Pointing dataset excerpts
***
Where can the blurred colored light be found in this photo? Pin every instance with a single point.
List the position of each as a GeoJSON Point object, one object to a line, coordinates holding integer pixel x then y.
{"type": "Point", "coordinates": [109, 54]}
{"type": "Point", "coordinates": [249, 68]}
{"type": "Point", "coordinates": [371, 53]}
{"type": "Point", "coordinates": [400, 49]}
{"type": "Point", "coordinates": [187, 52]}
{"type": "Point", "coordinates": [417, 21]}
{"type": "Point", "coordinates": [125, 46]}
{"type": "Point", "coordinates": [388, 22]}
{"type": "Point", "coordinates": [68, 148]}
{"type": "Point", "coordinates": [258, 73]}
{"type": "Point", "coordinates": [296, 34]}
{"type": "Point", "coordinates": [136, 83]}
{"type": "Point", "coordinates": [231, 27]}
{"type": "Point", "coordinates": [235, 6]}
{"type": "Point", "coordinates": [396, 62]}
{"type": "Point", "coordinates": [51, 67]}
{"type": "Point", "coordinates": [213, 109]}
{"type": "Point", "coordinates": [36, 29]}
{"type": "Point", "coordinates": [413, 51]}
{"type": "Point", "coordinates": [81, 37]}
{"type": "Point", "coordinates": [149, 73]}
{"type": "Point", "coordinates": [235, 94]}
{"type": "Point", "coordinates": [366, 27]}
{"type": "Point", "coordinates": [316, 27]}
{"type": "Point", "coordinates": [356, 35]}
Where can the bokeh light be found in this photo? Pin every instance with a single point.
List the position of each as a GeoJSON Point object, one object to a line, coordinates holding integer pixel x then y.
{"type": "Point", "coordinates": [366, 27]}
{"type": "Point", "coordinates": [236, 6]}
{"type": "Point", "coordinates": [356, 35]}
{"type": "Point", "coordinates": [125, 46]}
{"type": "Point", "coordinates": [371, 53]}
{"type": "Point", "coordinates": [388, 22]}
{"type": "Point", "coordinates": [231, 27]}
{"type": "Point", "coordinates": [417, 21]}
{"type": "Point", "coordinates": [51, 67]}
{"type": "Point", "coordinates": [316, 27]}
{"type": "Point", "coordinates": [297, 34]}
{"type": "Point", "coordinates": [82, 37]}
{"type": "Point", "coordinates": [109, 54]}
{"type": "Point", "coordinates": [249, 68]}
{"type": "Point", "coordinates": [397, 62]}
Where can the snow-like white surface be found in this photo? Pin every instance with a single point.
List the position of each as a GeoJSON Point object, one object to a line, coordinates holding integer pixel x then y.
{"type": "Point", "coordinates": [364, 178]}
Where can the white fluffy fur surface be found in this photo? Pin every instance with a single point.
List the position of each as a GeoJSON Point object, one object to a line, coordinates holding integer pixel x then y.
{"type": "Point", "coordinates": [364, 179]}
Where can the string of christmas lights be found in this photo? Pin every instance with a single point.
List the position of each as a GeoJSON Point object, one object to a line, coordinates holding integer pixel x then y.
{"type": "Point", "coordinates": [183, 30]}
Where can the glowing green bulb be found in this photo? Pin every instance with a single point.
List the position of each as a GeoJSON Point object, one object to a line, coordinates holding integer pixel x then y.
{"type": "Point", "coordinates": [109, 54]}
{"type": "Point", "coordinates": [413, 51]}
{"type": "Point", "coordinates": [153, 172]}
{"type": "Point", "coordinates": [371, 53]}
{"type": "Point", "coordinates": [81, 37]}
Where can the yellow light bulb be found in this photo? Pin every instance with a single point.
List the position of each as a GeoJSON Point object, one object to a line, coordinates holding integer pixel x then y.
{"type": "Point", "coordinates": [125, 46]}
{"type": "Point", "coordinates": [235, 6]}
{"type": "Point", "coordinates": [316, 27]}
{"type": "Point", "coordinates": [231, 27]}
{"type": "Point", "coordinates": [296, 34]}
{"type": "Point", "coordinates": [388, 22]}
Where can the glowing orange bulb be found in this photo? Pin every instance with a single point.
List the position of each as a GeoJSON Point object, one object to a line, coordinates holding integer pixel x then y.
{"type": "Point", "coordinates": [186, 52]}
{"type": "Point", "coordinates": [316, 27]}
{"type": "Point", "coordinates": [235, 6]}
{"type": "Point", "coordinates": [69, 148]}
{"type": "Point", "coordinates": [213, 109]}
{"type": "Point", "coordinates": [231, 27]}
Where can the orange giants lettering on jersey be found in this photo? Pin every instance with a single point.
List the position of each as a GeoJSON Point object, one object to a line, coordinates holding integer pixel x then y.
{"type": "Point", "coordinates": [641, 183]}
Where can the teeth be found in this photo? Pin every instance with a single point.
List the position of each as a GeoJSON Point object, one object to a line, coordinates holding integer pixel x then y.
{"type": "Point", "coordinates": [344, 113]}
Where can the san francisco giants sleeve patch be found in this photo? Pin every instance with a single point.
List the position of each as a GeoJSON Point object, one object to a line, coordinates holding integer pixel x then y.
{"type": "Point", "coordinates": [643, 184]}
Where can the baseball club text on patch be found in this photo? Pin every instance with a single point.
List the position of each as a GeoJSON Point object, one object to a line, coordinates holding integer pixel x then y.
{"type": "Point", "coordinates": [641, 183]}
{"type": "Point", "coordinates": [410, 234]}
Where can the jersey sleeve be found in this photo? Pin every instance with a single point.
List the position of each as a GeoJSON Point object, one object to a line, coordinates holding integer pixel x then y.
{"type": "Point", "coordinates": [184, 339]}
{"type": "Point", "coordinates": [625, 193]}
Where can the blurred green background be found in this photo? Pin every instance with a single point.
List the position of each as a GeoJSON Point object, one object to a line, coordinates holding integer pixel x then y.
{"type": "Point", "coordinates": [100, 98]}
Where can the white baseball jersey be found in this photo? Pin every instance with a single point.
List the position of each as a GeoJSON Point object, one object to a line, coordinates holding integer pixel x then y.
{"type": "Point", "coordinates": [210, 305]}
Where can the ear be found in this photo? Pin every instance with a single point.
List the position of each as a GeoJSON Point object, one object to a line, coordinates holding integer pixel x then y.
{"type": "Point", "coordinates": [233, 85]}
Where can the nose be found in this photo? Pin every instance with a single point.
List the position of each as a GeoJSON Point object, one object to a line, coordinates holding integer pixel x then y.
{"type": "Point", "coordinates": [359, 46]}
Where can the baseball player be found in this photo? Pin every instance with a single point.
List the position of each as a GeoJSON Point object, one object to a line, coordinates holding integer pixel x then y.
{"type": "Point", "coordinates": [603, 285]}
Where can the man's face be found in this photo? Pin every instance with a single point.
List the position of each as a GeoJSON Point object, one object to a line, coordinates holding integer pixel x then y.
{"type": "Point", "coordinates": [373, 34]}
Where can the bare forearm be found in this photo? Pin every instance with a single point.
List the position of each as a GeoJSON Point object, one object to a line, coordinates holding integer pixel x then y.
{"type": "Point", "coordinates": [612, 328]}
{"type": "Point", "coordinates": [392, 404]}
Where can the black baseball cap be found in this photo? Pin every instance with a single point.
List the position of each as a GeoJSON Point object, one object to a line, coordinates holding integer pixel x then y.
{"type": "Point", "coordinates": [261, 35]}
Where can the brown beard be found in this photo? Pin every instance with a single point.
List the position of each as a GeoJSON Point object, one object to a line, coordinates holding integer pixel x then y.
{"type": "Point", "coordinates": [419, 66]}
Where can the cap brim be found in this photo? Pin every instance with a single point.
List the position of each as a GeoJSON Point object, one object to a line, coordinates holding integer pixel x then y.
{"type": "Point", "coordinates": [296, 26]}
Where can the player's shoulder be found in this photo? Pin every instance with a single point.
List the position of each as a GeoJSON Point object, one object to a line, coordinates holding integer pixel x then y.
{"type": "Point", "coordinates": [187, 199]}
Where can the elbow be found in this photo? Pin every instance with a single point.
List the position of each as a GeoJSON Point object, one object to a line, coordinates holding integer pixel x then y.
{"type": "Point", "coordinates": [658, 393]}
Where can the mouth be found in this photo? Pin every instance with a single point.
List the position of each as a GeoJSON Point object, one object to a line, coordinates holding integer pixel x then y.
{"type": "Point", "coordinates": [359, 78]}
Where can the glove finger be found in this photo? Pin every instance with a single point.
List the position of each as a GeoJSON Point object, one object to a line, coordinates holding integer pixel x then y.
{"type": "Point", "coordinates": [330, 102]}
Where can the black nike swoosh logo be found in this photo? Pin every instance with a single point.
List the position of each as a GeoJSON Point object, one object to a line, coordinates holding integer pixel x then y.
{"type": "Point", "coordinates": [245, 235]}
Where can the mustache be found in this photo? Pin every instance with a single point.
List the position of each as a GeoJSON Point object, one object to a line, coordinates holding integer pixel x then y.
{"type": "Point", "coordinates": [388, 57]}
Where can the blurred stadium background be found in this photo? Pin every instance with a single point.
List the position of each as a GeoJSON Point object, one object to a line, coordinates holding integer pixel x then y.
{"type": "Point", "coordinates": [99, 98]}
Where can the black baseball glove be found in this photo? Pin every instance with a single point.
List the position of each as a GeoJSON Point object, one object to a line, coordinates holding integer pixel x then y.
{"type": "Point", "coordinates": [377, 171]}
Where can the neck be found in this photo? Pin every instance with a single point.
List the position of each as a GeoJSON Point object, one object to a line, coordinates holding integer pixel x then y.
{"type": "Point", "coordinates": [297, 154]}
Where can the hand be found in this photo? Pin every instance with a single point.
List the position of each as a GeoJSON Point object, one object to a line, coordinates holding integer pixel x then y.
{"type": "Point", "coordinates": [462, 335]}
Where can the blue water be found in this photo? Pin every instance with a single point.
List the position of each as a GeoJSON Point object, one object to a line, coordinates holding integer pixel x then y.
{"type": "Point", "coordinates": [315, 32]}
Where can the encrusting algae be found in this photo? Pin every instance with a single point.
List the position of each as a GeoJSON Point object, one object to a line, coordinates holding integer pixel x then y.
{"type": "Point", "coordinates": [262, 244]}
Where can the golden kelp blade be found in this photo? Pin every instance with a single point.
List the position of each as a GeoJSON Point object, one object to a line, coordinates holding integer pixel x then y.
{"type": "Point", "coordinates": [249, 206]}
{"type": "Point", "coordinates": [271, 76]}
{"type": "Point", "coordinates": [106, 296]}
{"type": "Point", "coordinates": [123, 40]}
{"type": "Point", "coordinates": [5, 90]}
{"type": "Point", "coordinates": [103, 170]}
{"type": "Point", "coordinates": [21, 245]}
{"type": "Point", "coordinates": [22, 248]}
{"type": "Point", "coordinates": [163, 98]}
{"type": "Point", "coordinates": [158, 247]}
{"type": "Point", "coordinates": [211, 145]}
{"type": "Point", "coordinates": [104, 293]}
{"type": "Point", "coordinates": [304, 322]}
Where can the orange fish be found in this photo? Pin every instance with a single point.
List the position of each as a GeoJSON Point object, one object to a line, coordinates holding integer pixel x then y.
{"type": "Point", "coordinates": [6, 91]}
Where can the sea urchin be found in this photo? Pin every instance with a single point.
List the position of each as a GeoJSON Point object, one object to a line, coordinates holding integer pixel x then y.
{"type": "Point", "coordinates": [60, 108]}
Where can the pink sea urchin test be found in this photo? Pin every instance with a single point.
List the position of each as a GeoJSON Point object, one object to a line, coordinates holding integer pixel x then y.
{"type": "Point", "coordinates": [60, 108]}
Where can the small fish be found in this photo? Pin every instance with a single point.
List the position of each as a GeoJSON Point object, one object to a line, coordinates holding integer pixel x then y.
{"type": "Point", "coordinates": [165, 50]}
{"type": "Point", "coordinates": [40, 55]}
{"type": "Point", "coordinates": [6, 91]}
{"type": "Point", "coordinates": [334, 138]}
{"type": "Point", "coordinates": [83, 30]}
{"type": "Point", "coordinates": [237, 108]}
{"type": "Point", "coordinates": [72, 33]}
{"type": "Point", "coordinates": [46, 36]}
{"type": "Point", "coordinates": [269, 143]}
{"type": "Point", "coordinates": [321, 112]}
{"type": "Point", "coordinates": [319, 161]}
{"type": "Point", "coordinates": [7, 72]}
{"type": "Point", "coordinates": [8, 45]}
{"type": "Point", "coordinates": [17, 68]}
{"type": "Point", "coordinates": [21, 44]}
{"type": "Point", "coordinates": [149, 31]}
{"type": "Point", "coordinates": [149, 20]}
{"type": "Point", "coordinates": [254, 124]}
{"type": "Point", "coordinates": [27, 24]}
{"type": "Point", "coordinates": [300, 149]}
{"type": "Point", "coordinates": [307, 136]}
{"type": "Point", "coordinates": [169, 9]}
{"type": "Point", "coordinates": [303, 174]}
***
### GIVEN TASK
Copy out again, without any change, the stretch of the listing above from the line containing "Where can the pink" through the end of the listing.

### EXERCISE RESULT
Where can the pink sea urchin test be found in this photo? Pin every instance with a single point.
List the position of each as a GeoJSON Point object, one object to a line, coordinates holding integer pixel x then y.
{"type": "Point", "coordinates": [60, 108]}
Where can the small fish be found in this photo? Pin every instance with a single point.
List the position of each as a GeoJSON Point object, one object to a line, coordinates holding integer pixel x then y.
{"type": "Point", "coordinates": [165, 50]}
{"type": "Point", "coordinates": [40, 55]}
{"type": "Point", "coordinates": [6, 91]}
{"type": "Point", "coordinates": [334, 138]}
{"type": "Point", "coordinates": [83, 30]}
{"type": "Point", "coordinates": [237, 108]}
{"type": "Point", "coordinates": [72, 33]}
{"type": "Point", "coordinates": [46, 36]}
{"type": "Point", "coordinates": [269, 143]}
{"type": "Point", "coordinates": [321, 112]}
{"type": "Point", "coordinates": [319, 161]}
{"type": "Point", "coordinates": [7, 72]}
{"type": "Point", "coordinates": [8, 45]}
{"type": "Point", "coordinates": [17, 68]}
{"type": "Point", "coordinates": [21, 44]}
{"type": "Point", "coordinates": [149, 31]}
{"type": "Point", "coordinates": [149, 20]}
{"type": "Point", "coordinates": [254, 124]}
{"type": "Point", "coordinates": [27, 24]}
{"type": "Point", "coordinates": [300, 149]}
{"type": "Point", "coordinates": [307, 136]}
{"type": "Point", "coordinates": [169, 9]}
{"type": "Point", "coordinates": [303, 174]}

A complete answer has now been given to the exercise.